▸ PAGE TEXT:
I have a problem common with many physicians. It takes about four weeks for me to fit in a “new-patient” appointment. Because I’m a psychiatrist, I’ve been reluctant to place reminder calls to the prospective patient. Four weeks is a long time to wait and, not unexpectedly, there are a significant number of no-shows. I’ve considered not scheduling patients out longer than three weeks and leave slots available for the following week and have patients call at the beginning of the week to secure a slot. Sort of a first-call, first-serve process. There are obvious drawbacks to this idea, such as the patients who call and are frustrated because they must then call the next Monday morning to try to secure a slot for the next week. What do you suggest?

Question: I have a problem common with many physicians. It takes about four weeks for me to fit in a “new-patient” appointment. Because I’m a psychiatrist, I’ve been reluctant to place reminder calls to the prospective patient. Four weeks is a long time to wait and, not unexpectedly, there are a significant number of no-shows.

I’ve considered not scheduling patients out longer than three weeks and leave slots available for the following week and have patients call at the beginning of the week to secure a slot. Sort of a first-call, first-serve process. There are obvious drawbacks to this idea, such as the patients who call and are frustrated because they must then call the next Monday morning to try to secure a slot for the next week. What do you suggest?

Answer: I just finished reading a case study about an orthopedic practice in San Francisco with a no-show problem. The practice initially assumed, as you are, that appointment lead time contributed to the problem. When staff analyzed the data, though, they discovered an inverse relationship between lead time and no-shows. Most no-shows were among patients whose appointments were within zero to seven days of their call to the practice. Perhaps they had problems they wanted treated right away, and they simply found a more accessible practice.

▸ PROBLEM SET:
1. From the text on patient no-shows, copy the words from "Answer: I just" to "more accessible practice." word for word.
2. Continue the text on patient no-shows from where it stops.

▸ RECORD EXTRACTS:
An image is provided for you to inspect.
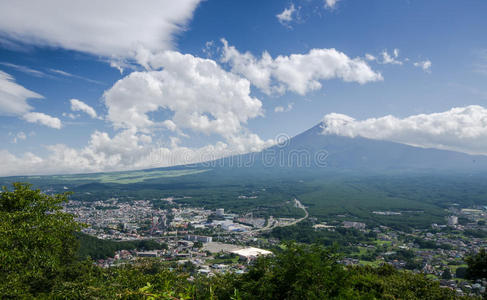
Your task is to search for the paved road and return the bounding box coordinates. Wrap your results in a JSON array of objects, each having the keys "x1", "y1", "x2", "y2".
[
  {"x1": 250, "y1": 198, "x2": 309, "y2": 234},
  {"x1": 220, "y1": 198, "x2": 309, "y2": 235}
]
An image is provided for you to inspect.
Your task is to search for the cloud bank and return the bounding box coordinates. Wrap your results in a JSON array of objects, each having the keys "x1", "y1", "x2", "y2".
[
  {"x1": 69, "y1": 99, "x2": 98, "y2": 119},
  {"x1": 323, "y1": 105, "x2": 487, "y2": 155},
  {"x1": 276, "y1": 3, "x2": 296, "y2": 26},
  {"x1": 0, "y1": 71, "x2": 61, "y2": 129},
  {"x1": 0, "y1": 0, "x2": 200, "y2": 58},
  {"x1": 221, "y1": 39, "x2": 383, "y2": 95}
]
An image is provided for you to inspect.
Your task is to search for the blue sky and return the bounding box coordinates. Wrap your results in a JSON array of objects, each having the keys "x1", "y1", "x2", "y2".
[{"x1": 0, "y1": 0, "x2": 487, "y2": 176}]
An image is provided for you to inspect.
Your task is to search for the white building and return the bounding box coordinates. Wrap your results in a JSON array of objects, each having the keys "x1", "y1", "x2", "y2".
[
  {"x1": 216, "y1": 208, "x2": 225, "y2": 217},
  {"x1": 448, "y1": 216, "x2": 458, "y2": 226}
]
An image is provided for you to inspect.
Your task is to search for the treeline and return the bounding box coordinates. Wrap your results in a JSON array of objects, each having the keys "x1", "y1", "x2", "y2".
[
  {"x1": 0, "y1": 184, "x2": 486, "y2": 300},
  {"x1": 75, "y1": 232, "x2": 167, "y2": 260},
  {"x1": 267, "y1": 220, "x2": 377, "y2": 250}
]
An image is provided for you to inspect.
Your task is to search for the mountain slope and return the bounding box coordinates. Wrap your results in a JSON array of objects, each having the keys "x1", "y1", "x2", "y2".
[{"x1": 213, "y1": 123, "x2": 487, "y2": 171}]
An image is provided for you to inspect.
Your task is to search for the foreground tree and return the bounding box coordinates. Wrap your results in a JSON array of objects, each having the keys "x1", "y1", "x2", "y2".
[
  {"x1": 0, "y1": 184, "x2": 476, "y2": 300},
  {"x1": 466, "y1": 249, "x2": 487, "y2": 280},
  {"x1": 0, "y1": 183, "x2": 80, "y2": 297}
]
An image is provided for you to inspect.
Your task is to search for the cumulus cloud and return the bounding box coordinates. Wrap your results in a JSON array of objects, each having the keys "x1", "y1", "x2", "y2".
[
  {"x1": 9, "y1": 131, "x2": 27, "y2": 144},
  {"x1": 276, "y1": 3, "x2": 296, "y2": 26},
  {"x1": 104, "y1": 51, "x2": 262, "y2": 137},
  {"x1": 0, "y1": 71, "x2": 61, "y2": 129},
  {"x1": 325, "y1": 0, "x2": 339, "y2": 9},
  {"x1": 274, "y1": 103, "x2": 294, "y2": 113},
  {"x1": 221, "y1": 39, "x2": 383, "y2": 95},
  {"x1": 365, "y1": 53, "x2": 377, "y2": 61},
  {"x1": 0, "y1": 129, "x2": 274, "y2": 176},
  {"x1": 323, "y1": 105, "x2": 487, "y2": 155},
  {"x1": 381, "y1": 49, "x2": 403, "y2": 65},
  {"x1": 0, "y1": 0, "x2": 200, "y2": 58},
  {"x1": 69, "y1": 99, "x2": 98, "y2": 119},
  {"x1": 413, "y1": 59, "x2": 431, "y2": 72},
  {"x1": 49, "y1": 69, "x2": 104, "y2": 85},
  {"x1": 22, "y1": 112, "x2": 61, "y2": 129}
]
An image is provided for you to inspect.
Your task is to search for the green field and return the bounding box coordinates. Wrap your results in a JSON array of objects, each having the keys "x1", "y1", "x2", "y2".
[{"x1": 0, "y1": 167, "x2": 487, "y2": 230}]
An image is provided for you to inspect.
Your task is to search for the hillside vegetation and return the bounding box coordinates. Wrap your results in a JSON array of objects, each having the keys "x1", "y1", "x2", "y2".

▸ ANSWERS BY TASK:
1.
Answer: I just finished reading a case study about an orthopedic practice in San Francisco with a no-show problem. The practice initially assumed, as you are, that appointment lead time contributed to the problem. When staff analyzed the data, though, they discovered an inverse relationship between lead time and no-shows. Most no-shows were among patients whose appointments were within zero to seven days of their call to the practice. Perhaps they had problems they wanted treated right away, and they simply found a more accessible practice.

2.
So, first, I’d make sure your assumption is correct. Analyze what percentage of no-shows is from new patients and what the percentage is among all patients (new and existing) by appointment lead time (zero to seven days, eight to 14, 15 to 21, 22 to 28, and so on). You can also survey no-showers to see if they forgot, found another physician, just decided “shrinks” are stupid, or whatever.

If it turns out the problem really is the lead time, I would steer away from the “call-in” plan. A new patient is someone who has taken a step to get help, and the last thing he is going to do is play roulette with scheduling. He’ll just make an appointment someplace else.

Instead, you need to consider why you have a four-week wait time. Can you fit more new patients into your existing scheduling template, perhaps stretching out existing patient appointments (of course, within clinical reason)? If lead time isn’t the issue, tackle the other issues. Ask schedulers to stress to patients the importance of keeping their appointment, for their own health and so others don’t miss the chance to get help.

Track no-shows, and double-book or even release from your practice patients with more than four no-shows in a six- or 12-month period. Set up an easy cancellation line. Patients don’t even have to talk to anybody. They can just leave a message when they can’t make it. You can personally discuss no-shows with patients, too. Just some thoughts. But the key is analyzing first so you aren’t solving a problem that doesn’t exist.